* START Excerpt *
By December 26, 2020No Comments

After accidentally becoming a sex and relationships writer for magazines a decade ago, Aisling Keenan is now immune to being shocked by anyone’s love life revelations. Here are ten of the biggest lessons she’s learned in that time…


1. Everyone is lying

Okay, maybe not everyone. But a solid 90% of people, in my experience, are putting up a front about their sex lives, their relationships and how great things are going. And comparison, like in every other aspect of life, is the thief of joy here too. Particularly when you factor in the reality that you’re comparing yourself to something unknowable.

I can guarantee you that the friend who effusively brags about their ten-times-a-week sex life is probably not having half as much fun as they let on. And the pal who says she and her other half never argue? Little do they know that that’s a really negative sign in a relationship. Which leads me on to my next point.

2. The biggest relationship issue: Communication breakdown

This applies to both sex lives and romantic relationships. If you’re not talking to each other, regularly and with honesty, chances are things will get tricky… and fast. I have interviewed so many women (and men) who tell ME all the things they want to say to their other half, and yet don’t communicate those thoughts to the very person they – in theory – should be able to say anything to.

If you’re reluctant to be up front with your partner about aspects of your life together, examining why that is, and rectifying it, can do wonders. Talk, talk again, talk more. I promise it helps.

3. Bad advice is the WORST

I’ve also spent a good amount of time countermanding terrible relationship advice. I’m not an expert, I don’t have a degree in relationship psychology, but I’ve interviewed enough professionals to know what patently bad advice looks like. And it’s everywhere.

The internet is full of ill-conceived notions about how best to conduct your relationships, and much of it is utter tripe. Likewise, your friends are not reliable sources of advice, as they will likely project their own needs, wants and history on to you. A single friend, for instance, might encourage the rift between you and your other half based on their own feelings about being single at the time. If you’re really struggling with something, talk to a professional.

4. There’s a lot more relationship overlap than we let on

This is something I didn’t realise went on until years into my relationship writing and research. We tend to check out of relationships, mentally, long before they officially end. Whether it’s fear keeping us there or guilt of hurting someone, many people know a relationship is over long before it is.
* END Excerpt *
* _Written request 1_:
List every numbered heading in the article on relationship lessons.
* _Written request 2_:
Carry on the article on relationship lessons, starting right after its final sentence.
* START Raw data *
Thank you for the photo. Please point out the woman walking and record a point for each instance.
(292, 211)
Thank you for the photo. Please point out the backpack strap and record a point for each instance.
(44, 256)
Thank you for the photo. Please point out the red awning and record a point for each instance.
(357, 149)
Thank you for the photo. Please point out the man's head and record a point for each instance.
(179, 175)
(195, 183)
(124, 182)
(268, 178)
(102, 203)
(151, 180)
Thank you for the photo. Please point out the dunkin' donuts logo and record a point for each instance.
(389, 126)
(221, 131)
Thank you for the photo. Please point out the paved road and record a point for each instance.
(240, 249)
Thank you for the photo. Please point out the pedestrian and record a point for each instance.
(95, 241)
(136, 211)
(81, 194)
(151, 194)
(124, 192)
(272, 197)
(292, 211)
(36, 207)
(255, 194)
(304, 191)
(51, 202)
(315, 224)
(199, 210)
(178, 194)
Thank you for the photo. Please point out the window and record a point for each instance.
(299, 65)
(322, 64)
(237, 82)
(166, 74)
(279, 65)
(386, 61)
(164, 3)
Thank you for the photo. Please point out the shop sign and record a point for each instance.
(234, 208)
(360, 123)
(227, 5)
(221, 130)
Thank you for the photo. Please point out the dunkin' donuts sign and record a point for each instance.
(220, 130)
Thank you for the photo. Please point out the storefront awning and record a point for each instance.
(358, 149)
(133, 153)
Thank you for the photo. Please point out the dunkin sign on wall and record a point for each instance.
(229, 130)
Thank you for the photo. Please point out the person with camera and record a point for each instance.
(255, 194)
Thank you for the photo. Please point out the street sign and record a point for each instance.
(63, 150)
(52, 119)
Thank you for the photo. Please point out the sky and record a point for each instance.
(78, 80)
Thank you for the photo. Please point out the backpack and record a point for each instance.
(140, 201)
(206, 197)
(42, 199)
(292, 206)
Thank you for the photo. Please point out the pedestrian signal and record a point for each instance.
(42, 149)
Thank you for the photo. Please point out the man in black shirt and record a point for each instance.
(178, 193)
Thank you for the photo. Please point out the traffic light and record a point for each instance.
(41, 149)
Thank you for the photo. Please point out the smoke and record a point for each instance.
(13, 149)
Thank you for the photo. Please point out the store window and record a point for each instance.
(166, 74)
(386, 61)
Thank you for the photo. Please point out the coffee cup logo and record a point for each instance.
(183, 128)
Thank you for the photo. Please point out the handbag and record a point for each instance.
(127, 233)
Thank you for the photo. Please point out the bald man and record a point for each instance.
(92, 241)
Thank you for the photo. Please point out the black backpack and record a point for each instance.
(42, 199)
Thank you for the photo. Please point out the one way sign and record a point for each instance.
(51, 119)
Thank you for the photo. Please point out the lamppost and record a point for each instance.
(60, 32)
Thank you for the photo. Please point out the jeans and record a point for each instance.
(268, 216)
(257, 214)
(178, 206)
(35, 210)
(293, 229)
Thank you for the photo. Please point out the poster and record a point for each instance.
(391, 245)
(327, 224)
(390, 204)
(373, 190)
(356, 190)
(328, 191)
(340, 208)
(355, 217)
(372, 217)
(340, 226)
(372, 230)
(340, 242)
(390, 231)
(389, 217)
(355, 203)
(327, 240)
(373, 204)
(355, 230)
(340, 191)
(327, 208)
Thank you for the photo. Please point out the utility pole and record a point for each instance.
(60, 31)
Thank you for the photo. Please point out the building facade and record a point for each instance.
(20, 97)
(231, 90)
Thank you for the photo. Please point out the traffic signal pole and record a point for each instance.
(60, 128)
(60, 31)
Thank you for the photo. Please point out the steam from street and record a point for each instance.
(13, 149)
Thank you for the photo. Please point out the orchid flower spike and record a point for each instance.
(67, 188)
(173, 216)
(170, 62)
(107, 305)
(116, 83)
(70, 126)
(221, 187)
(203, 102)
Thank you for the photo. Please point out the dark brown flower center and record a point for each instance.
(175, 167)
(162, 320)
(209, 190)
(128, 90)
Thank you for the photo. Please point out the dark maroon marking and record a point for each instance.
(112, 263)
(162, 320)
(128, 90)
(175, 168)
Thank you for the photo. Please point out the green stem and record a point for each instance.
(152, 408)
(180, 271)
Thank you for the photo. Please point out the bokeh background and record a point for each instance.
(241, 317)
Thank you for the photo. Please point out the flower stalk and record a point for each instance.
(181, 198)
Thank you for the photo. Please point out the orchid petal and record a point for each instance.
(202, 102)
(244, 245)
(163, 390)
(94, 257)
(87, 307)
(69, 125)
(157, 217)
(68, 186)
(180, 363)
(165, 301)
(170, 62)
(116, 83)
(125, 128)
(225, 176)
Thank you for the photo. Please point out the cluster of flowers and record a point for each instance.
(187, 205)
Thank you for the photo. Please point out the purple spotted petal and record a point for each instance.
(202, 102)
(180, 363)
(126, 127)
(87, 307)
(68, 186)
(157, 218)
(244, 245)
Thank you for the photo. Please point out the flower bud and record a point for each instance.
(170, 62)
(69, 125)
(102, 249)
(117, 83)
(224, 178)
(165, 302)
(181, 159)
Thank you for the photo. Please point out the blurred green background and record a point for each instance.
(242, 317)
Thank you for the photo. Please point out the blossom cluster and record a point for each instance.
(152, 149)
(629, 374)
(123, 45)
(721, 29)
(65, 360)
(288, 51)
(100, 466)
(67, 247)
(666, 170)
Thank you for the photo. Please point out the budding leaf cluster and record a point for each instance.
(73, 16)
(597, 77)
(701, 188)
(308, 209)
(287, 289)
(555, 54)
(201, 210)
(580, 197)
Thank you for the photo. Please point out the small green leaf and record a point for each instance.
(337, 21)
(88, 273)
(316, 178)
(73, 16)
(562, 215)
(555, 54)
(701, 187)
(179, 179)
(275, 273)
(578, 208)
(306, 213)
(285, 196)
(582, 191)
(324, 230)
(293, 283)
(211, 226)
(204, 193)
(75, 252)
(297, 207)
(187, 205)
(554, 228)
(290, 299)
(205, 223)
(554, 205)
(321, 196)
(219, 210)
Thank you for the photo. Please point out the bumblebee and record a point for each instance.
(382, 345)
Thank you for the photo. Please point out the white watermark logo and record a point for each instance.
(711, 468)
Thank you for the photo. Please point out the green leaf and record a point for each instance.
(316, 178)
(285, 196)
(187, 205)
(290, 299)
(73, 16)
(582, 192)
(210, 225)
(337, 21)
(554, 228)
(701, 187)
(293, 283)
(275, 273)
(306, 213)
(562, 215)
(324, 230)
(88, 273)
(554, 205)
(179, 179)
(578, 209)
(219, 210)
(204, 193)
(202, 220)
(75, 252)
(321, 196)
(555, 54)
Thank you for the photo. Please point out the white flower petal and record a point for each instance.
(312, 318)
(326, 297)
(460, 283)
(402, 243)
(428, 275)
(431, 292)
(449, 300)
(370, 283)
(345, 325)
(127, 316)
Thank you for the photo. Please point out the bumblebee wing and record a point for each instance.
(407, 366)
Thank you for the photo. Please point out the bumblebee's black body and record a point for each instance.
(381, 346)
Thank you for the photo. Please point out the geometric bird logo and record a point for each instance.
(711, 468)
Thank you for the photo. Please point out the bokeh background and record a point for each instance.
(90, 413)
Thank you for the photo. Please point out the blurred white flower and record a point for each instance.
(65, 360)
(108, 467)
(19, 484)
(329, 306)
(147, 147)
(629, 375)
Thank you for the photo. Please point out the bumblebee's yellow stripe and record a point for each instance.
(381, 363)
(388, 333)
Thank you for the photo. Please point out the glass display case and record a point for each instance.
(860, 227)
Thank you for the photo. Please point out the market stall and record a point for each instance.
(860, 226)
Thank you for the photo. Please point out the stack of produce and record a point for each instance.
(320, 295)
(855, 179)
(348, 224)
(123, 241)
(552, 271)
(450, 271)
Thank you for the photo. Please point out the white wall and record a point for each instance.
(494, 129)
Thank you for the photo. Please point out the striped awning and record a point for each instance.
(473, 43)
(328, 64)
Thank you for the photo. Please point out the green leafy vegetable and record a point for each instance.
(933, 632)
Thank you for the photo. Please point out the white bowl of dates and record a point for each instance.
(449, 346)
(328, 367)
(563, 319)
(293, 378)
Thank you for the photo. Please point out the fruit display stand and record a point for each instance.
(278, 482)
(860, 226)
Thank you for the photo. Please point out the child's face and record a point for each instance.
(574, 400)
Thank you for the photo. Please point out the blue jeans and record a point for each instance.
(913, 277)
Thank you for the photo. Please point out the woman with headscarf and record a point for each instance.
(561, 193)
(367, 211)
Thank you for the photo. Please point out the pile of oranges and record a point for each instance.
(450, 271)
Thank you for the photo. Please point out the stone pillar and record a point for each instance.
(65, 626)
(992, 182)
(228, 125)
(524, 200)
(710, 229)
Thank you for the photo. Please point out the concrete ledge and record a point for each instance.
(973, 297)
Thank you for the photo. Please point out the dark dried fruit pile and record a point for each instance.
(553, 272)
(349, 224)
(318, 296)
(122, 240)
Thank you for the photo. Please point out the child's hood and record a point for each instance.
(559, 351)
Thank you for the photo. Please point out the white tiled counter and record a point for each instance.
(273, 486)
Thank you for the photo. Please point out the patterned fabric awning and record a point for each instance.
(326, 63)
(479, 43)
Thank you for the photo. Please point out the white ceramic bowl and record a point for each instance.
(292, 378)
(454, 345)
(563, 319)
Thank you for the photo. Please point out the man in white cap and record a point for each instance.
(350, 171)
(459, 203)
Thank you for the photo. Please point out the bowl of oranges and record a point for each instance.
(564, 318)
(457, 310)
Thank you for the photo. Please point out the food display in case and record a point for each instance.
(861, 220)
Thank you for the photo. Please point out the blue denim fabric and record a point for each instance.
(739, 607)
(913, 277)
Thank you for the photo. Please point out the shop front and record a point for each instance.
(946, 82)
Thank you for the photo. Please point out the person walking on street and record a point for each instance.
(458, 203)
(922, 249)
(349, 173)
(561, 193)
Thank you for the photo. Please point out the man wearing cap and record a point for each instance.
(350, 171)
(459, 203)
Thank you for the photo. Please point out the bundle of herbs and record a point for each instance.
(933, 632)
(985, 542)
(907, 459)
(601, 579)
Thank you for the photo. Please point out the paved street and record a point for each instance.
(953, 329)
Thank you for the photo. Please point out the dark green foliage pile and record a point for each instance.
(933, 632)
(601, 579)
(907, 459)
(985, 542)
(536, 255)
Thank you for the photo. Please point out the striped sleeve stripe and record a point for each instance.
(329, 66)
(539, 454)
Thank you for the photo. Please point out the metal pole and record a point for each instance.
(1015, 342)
* END Raw data *
* _Written response 1_:
1. Everyone is lying
2. The biggest relationship issue: Communication breakdown
3. Bad advice is the WORST
4. There’s a lot more relationship overlap than we let on

* _Written response 2_:
When that happens, lots of us, of every and no particular gender, start the process of moving on early, and quite often have a feeling or have an inkling towards someone new before the current partnership breaks down. When you start mentally checking out of a relationship, the kindest thing to do is keep the other party informed, tough as it might be.

5. You can’t expect someone else to know your thoughts

Again, this one comes down to talking. I hear over and over again people writing themselves an internal dialogue about something that hasn’t happened, and expecting their partner to have made the same leap. Often, what goes on in our minds is entirely different to what’s happening in our OH’s mind, and neither side can be blamed for developing a perspective or feelings that turn into a conflict.

What can be achieved through communicating those spiralling thoughts, however, is clarity. No one can read minds. Unless you’re dating that Sally the Psychic lady, but I think she’s spoken for.

6. Trust is paramount

I always say it, but aside from maybe communication, trust – or lack thereof – is the biggest mover and shaker in your relationship and can cause all sorts of upset. I’ve spoken to so many people for whom trust being broken is at the core of every single seemingly unrelated issue they’re having.

If trust in your partner is broken, whether it was you who broke it or the other person, it’s incredibly difficult (but not impossible) to repair. Without it, doubt and suspicion and niggling thoughts will eat away at the partnership until nothing but mutual despair remains. Grim? Yes. But this is where good communication comes in. See point no.2.

7. People change

And that fact can work to your advantage and your disadvantage, but in both cases, change and growth should be allowed and understood.

If, for instance, someone was unfaithful in a relationship, with real work and dedication, trust can be rebuilt. The notion of ‘once a cheater always a cheater’ applies only some of the time. Change also applies the other way – a previously solid relationship can morph over time when people get older, mature and grow separately. And at the risk of sounding like a broken record, talking about any of those big, noticeable changes can prevent them imploding your previously easy breezy partnership.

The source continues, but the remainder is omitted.